§ **提示テキスト**

本実施形態に係るスロットルグリップ装置は、図1に示すように、二輪車のハンドルバーHに取り付けられたスロットルグリップGの回転角度を検出し、その検出信号を二輪車が搭載するECU等電子制御装置に送るためのもので、図2〜8に示すように、スロットルグリップGと、ケース1と、連動部材2と、付勢力付与手段3と、第1付勢手段4と、第2付勢手段5と、回転部材6と、磁気センサ7(回転角度検出手段)とを有して構成されている。
【0019】
ケース1は、二輪車(車両)のハンドルバーHの先端側(スロットルグリップGの基端側)に取り付けられたスイッチケースS内(図1参照)に配設されたもので、本スロットルグリップ装置を構成する各種部品を収容するとともに、連動部材2、付勢力付与手段3及び回転部材6等を回転自在に保持するものである。なお、図1中符号Mは、スイッチケースSに形成されたスイッチノブを示しており、所望のスイッチノブMを操作することにより、二輪車に搭載された所望電装品を作動させ得るようになっている。また、符号9は、ケース1の開口側を塞ぐための蓋部材を示している。

§ **依頼 1**
提示テキストによると、図1中の符号Mは何を示していますか。
§ **依頼 2**
行のうち「license」という文字列を含むものを数え、その数だけを答えてください。
提示テキストと行は、それぞれ別の出典から取られています。

§ **入力データ**
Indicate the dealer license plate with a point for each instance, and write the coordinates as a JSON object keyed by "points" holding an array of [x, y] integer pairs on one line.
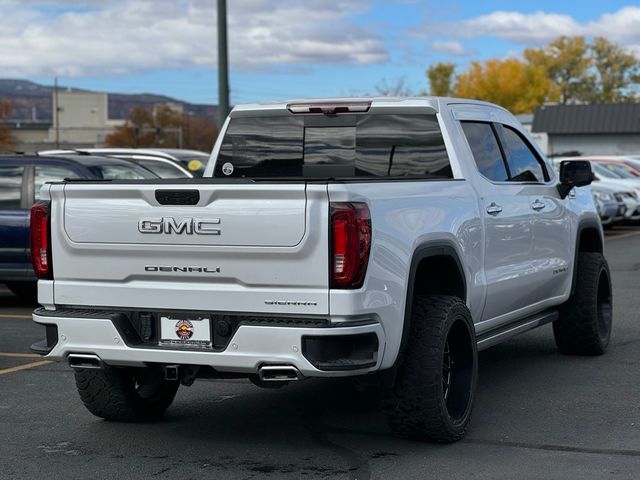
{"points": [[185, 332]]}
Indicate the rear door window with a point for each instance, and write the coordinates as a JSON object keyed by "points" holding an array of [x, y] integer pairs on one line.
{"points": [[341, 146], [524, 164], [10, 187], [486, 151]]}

==

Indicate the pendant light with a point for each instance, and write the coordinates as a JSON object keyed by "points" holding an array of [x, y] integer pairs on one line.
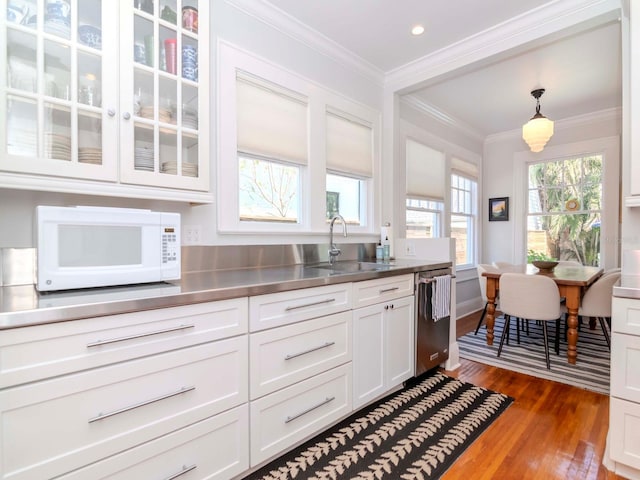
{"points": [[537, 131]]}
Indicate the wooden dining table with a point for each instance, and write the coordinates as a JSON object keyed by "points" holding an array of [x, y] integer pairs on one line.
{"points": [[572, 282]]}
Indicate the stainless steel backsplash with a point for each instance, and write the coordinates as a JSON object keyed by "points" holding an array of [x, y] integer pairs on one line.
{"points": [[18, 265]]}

§ **回答文 1**
スイッチケースSに形成されたスイッチノブを示しています。

§ **回答文 2**
1